[Start of Document section]

It seems obvious to us now, but the very first arcade games didn’t have any music. And the reason that music was added is probably not the reason you’d expect!
Vintage coin slotIn the late 1890s, when games were found on the Midways, the penny arcades, hotel lobbies and dime stores, games would exist alongside the early film and coin-operated music boxes. At the time, many games had a gambling component where the player could win a token that could be redeemed. The problem was, most of the States had anti-gambling laws, which meant the games were illegal (in fact, believe it or not, due to its association with gambling, pinball remained officially illegal in many States up until the 1970s!).

The way that the game companies got around the law was to add a simple music box and declare the games coin-operated “music machines”, where the player would always hear a song, even if they lost the game. That way, they were paying to hear the music, not to gamble on the game! If the police showed up, the arcades would quickly put up a sign on the game that read,

“This is not a gaming device. Any person desiring to gamble must not put any money in this machine. As a consideration for the use of this music machine and the music furnished, it is expressly agreed that all for the nickels which come out of the cup below must and shall be played back into the machine, thereby giving more music.”
 

#2. The Solenoid

What the heck is a solenoid? It’s actually quite simple, and you can even make one pretty quickly yourself! A coil of metal wire (such as copper) has an electrical current applied to it, which makes the coil become magnetized. That pulls anything magnetic towards it—like a metal rod. Release the electrical current, and the rod releases. The strength of the moving rod was used to bang on a bell, piece of wood, or a metal “strike” plate to make a loud sound. It’s the same concept that drives your doorbell. A solenoid drives the sound of the “the knocker” on a pinball machine, but was also the main way to make other sound effects until the rise of electronic games.

The first game to use a solenoid-driven sound effect outside of just ringing a bell was a primitive version of a shooter-meets-pinball, Rock-Ola’s Big Game of 1935. It used a solenoid to drive a hammer to strike a plate to sound like a gunshot.
It might seem obvious to us now, but at the time the game company even took out a patent on the idea. One of the advertisements for the game claimed, “Big Game’s sound effects idea is doing for pin games what the talkies did for moving pictures–making them more popular and more profitable”.

Video game sound might never have happened if the early pioneers didn’t show players how valuable sound was

Ask any pinball enthusiast—pinball would have never been the same without it, and video game sound might never have happened if the early pioneers didn’t show players how valuable sound was!

[End of Document section]

### Aim of the task:
Reproduce word for word the portion of the passage on early arcade game sound starting at "It seems obvious" and ending at "until the 1970s!).".

[Start of Supplied entries]

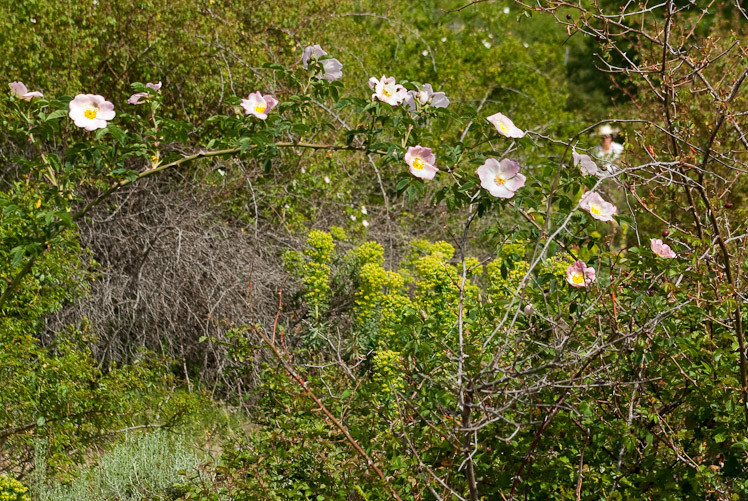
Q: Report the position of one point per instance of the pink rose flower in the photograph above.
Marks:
(387, 91)
(598, 208)
(333, 69)
(141, 97)
(501, 179)
(421, 162)
(585, 164)
(90, 111)
(21, 92)
(579, 274)
(426, 96)
(258, 105)
(505, 126)
(138, 98)
(661, 249)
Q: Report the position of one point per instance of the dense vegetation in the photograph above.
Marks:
(250, 282)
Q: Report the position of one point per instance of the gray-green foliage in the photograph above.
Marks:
(144, 466)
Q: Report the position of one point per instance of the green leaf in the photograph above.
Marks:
(56, 114)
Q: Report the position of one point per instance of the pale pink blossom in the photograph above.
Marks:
(258, 105)
(91, 111)
(426, 96)
(421, 162)
(138, 98)
(333, 69)
(501, 179)
(662, 249)
(387, 91)
(598, 208)
(21, 92)
(505, 126)
(141, 97)
(585, 164)
(579, 274)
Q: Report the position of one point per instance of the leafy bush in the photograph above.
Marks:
(143, 466)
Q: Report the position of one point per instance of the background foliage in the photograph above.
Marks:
(430, 321)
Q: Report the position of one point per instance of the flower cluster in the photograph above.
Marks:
(12, 490)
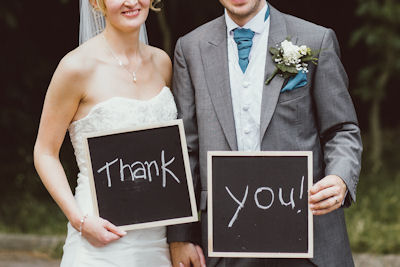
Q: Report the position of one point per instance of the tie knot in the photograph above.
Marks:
(244, 41)
(240, 34)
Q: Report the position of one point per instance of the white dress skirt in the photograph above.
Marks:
(147, 247)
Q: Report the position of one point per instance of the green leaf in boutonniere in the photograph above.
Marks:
(290, 59)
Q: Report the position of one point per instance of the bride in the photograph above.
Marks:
(110, 81)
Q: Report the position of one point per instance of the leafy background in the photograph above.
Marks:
(35, 35)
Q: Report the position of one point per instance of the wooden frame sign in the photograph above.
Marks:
(258, 204)
(140, 177)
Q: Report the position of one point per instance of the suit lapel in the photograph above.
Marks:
(277, 33)
(214, 53)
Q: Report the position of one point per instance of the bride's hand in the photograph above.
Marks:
(100, 232)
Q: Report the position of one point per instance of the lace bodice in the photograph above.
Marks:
(118, 113)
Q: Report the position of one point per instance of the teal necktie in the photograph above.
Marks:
(244, 41)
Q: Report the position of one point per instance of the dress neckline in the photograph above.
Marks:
(101, 103)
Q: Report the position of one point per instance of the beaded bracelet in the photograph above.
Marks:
(82, 222)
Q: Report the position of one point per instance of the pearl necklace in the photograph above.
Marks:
(133, 73)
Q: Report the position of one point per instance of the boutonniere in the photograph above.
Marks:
(291, 59)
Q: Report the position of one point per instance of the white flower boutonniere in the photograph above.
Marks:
(291, 59)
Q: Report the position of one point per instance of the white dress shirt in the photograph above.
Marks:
(246, 88)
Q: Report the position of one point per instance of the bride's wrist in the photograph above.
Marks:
(75, 221)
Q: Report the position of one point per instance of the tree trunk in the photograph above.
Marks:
(375, 123)
(376, 135)
(166, 32)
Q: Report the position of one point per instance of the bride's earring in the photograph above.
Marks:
(98, 19)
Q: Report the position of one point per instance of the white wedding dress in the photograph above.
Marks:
(139, 248)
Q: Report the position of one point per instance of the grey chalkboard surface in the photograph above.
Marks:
(258, 204)
(140, 177)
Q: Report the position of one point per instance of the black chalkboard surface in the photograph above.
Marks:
(258, 204)
(140, 177)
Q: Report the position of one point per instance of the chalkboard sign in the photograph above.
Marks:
(140, 177)
(258, 204)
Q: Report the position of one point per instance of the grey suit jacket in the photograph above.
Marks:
(318, 117)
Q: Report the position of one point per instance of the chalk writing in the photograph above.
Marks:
(140, 170)
(259, 194)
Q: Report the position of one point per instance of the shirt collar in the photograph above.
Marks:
(256, 24)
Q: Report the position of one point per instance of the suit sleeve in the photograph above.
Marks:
(185, 100)
(337, 120)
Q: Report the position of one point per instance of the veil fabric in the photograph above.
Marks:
(92, 23)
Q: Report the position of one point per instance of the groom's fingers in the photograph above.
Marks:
(114, 229)
(201, 256)
(183, 254)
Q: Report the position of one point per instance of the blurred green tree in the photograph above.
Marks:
(379, 33)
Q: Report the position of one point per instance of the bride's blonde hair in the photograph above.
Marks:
(153, 4)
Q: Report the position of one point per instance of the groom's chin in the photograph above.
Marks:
(242, 8)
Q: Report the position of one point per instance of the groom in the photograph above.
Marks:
(219, 84)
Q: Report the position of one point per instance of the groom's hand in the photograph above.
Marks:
(327, 195)
(185, 254)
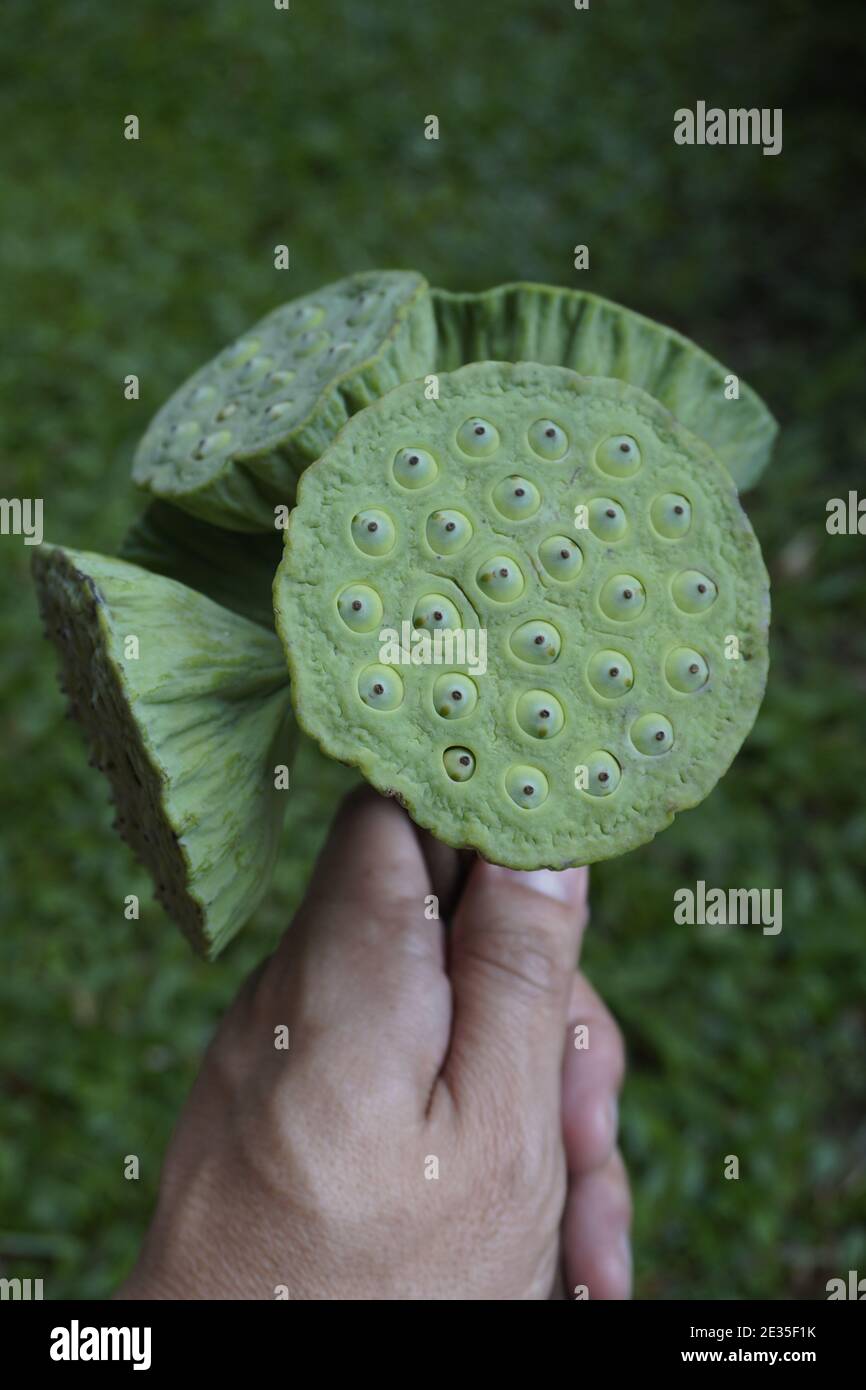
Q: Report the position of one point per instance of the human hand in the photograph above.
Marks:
(431, 1130)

[End of Supplied entries]

### Answer to this task:
It seems obvious to us now, but the very first arcade games didn’t have any music. And the reason that music was added is probably not the reason you’d expect!
Vintage coin slotIn the late 1890s, when games were found on the Midways, the penny arcades, hotel lobbies and dime stores, games would exist alongside the early film and coin-operated music boxes. At the time, many games had a gambling component where the player could win a token that could be redeemed. The problem was, most of the States had anti-gambling laws, which meant the games were illegal (in fact, believe it or not, due to its association with gambling, pinball remained officially illegal in many States up until the 1970s!).